● **INSTRUCTION**:
Are you able to retype all the records below exactly?

● **DATASET ROWS**:
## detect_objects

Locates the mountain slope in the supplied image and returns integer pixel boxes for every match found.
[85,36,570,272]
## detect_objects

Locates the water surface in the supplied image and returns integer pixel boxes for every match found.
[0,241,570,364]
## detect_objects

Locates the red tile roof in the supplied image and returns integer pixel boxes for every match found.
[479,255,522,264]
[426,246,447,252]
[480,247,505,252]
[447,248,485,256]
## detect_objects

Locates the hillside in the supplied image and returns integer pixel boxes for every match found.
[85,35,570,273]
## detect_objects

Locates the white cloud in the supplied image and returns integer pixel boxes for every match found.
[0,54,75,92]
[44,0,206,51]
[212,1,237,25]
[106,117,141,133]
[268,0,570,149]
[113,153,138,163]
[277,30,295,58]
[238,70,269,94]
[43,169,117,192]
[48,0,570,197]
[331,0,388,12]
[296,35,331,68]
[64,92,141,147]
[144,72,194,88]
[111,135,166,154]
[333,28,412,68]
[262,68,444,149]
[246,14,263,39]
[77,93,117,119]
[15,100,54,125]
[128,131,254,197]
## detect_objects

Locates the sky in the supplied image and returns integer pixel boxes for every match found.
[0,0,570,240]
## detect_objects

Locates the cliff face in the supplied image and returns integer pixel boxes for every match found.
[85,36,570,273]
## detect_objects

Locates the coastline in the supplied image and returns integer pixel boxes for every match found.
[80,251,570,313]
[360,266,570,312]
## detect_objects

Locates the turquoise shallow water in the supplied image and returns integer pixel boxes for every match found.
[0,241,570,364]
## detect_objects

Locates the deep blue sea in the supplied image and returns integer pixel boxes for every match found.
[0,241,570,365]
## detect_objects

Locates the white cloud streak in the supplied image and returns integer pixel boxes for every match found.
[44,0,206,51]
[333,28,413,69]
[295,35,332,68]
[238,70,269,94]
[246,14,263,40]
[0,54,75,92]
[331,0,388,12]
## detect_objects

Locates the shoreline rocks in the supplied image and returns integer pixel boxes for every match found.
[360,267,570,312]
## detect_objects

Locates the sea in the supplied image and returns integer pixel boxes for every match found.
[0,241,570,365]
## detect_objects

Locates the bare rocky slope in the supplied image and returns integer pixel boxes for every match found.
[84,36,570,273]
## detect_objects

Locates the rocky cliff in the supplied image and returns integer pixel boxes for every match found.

● **SOLUTION TO THIS PROBLEM**:
## detect_objects

Locates the mountain slope in the supplied image and returns integer pixel boxes for every match found.
[85,36,570,272]
## detect_objects

Locates the water surface in the supplied image and returns integer pixel boxes for every match found.
[0,241,570,364]
## detect_objects

Locates the red tile roof in the supplied image and returns integer pixel boxes for every match found.
[479,255,522,264]
[426,246,447,252]
[480,247,505,252]
[447,248,485,256]
## detect_objects

Locates the hillside in the supplied image and returns integer pixel boxes for every match found.
[85,35,570,273]
## detect_objects

Locates the white cloud in the supplied image and returns integer pixel boxes for every match found.
[0,54,75,92]
[44,0,206,51]
[212,1,237,25]
[106,117,141,133]
[268,0,570,149]
[113,153,138,163]
[277,30,295,58]
[238,70,269,94]
[43,169,117,192]
[48,0,570,197]
[331,0,388,12]
[296,35,331,68]
[64,92,141,147]
[144,72,194,88]
[111,135,166,154]
[333,28,412,68]
[262,68,444,149]
[246,14,263,39]
[77,93,117,119]
[15,100,54,125]
[128,131,254,197]
## detect_objects

Locates the sky in the supplied image and returns integer pixel boxes for every match found.
[0,0,570,240]
## detect_objects

Locates the cliff face in the supplied image and returns integer pixel boxes for every match found.
[85,36,570,273]
## detect_objects

Locates the coastline in the supplied image and returns integer pixel boxes for every match found.
[80,251,570,313]
[360,266,570,312]
## detect_objects

Locates the turquoise shallow water in the supplied image and returns integer pixel boxes for every match found.
[0,241,570,364]
## detect_objects

Locates the deep blue sea in the supplied image and returns integer pixel boxes for every match found.
[0,241,570,365]
## detect_objects

Locates the white cloud streak in the supplied image and returns integer pixel boxes for every match found.
[44,0,206,51]
[333,28,413,69]
[295,35,332,68]
[238,70,269,94]
[246,14,263,40]
[0,54,75,92]
[331,0,388,12]
## detect_objects

Locates the shoreline rocks in the supplied image and returns integer pixel boxes for every match found.
[360,267,570,312]
## detect_objects

Locates the sea in the supplied image and returns integer pixel boxes for every match found.
[0,241,570,365]
## detect_objects

Locates the bare rocky slope in the supplied image and returns integer pixel boxes for every match found.
[84,36,570,273]
## detect_objects

Locates the rocky cliff in the supplied image and returns integer pixel boxes for every match found.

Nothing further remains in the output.